Jan. 30 (Bloomberg) -- A widening loss in Europe sent Ford Motor Co. shares plunging the most in seven months, stealing the market’s attention from fourth-quarter earnings that beat estimates.
Shares for the second-largest U.S. automaker fell 4.6 percent to $13.14 yesterday, the biggest one-day drop since June 29 and wiped out most of their gains this year.
Ford surprised investors by increasing its estimate on European losses to about $2 billion this year, from a previous forecast of a loss exceeding $1.5 billion. Chief Financial Officer Bob Shanks said in an interview that he was equally surprised by yesterday’s selloff. The new loss estimate was “not really a material change” from the $1.75 billion Ford lost in Europe last year, he said.
“I’m a little disappointed,” he said in an interview. “I expected there to be kind of raised eyebrows around a slightly larger loss, but it’s a couple hundred million dollars on a business that’s still going to make about the same amount of money it made this year, which is $8 billion and with a revenue of $135 billion or so. I would have thought that would have been taken a bit more in stride.” Shanks referred to Ford’s 2012 pretax profit of $8 billion on revenue of $134.3 billion.
Yesterday’s slide occurred while fourth-quarter sales and profit exceeded estimates. Excluding one-time items, the per- share profit was 31 cents, exceeding the 25-cent average estimate of 19 analysts surveyed by Bloomberg. Automotive revenue totaled $34.5 billion, beating the $33 billion average estimate of 11 analysts. Total fourth-quarter revenue rose 5.5 percent to $36.5 billion.

Stored data:
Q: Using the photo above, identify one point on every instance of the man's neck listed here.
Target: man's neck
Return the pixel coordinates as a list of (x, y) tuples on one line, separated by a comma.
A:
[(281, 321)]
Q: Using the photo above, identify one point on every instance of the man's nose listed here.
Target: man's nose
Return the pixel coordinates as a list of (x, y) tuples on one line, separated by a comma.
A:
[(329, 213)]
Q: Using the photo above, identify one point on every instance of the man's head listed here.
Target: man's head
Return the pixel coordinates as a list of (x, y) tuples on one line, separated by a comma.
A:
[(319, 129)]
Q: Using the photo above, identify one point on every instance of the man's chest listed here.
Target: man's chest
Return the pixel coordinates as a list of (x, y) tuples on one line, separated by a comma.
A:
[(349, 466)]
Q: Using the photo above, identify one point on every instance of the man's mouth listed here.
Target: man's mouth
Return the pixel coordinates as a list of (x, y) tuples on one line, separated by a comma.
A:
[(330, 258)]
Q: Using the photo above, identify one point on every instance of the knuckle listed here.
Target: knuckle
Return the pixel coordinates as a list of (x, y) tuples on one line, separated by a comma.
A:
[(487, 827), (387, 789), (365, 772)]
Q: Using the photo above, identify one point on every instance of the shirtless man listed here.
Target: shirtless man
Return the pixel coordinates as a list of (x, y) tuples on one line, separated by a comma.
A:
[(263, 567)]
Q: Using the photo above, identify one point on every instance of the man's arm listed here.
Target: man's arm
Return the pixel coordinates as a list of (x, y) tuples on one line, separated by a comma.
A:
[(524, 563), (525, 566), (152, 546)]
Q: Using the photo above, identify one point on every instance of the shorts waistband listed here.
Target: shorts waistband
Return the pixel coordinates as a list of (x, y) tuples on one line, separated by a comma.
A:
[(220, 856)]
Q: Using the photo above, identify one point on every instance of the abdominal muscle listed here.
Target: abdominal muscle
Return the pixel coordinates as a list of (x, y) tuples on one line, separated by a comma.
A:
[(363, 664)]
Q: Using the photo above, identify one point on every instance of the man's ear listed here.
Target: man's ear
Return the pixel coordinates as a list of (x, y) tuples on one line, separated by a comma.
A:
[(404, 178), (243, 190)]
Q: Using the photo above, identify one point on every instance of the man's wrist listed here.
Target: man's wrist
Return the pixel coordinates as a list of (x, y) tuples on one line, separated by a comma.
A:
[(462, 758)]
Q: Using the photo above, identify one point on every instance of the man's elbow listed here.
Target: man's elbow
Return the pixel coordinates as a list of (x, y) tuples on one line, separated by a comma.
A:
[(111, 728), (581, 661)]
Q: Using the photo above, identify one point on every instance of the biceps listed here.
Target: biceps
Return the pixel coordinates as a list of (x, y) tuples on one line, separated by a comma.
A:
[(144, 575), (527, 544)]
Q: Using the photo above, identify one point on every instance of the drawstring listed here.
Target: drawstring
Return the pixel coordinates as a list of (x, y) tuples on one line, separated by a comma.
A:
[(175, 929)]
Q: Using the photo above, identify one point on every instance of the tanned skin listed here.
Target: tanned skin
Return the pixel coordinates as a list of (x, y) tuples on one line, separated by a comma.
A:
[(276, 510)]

Problems to work on:
[1] Reproduce the part of the Ford earnings article starting at "Jan. 30 (Bloomberg)" and ending at "gains this year.".
[2] Pick up the Ford earnings article after its final sentence and carry it forward.

Response list:
[1]
Jan. 30 (Bloomberg) -- A widening loss in Europe sent Ford Motor Co. shares plunging the most in seven months, stealing the market’s attention from fourth-quarter earnings that beat estimates.
Shares for the second-largest U.S. automaker fell 4.6 percent to $13.14 yesterday, the biggest one-day drop since June 29 and wiped out most of their gains this year.

[2]
Investors see the company’s forecast for this year as “soft,” Brian Johnson, an analyst at Barclays Plc, wrote yesterday in a report. In addition to the growing losses in Europe, Ford forecast auto margins to be the same or lower than last year, even as profit and market share grow in North America, while Asia and South America break even.
“Ford is forecasting no margin expansion” in North America “and steeper losses in Europe along with the rest of international only break-even,” wrote Johnson, who rates Ford the equivalent of a hold. “This undercuts the popular investor thesis that Ford offers significant earnings expansion from a booming U.S. auto market while having ‘Europe-proofed’ its guidance.”
Analysts expressed skepticism about Ford’s forecast after a year in which it achieved a record 10.4 percent operating margin in its North American operations on strong sales of its F-Series pickups.
“We believe there is an element of conservatism baked into Ford’s soft 2013 guidance,” Ryan Brinkman, an analyst with JPMorgan Chase & Co., wrote in a note to investors. “Ford is likely being particularly conservative as relates to 2013 North American margin guidance, whereas the outlook for higher losses in Europe is more likely truly reflective of deteriorating industry conditions.”
Shanks said Ford isn’t lowballing in its forecasts in hopes of a big beat later.
“I’ve seen those comments about potentially conservative guidance,” Shanks said in the telephone interview. “I have to tell you I’m staring at our real numbers. It’s 50-50. It really is. We don’t try to figure out a way to provide guidance that gives us an opportunity to beat.”
Ford lost $732 million in Europe in the fourth quarter and sees the region hitting bottom this year, Shanks said.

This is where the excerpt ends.